DATA TO PROCESS:

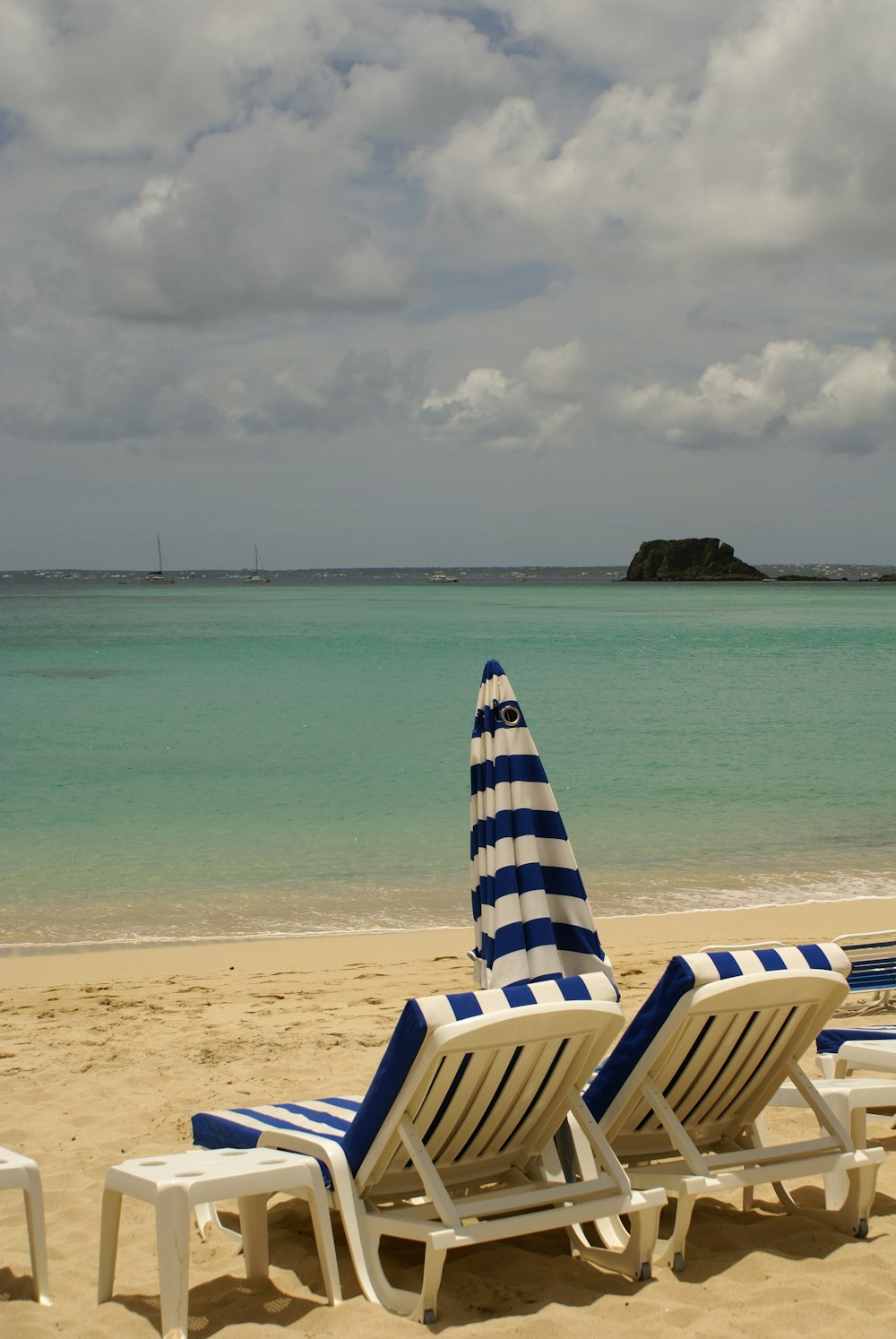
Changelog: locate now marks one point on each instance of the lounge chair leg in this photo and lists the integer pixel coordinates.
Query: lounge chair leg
(671, 1251)
(433, 1266)
(37, 1233)
(855, 1212)
(627, 1252)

TASK DESCRIPTION:
Give all the records again, exactly, without images.

EXERCISE SOLUTION:
Changelog: locate now marks one point on each instance of the lounge chair leg in this photo and lists the integer pixel coordinates.
Query: lounge chair leg
(671, 1251)
(433, 1266)
(37, 1233)
(855, 1212)
(627, 1252)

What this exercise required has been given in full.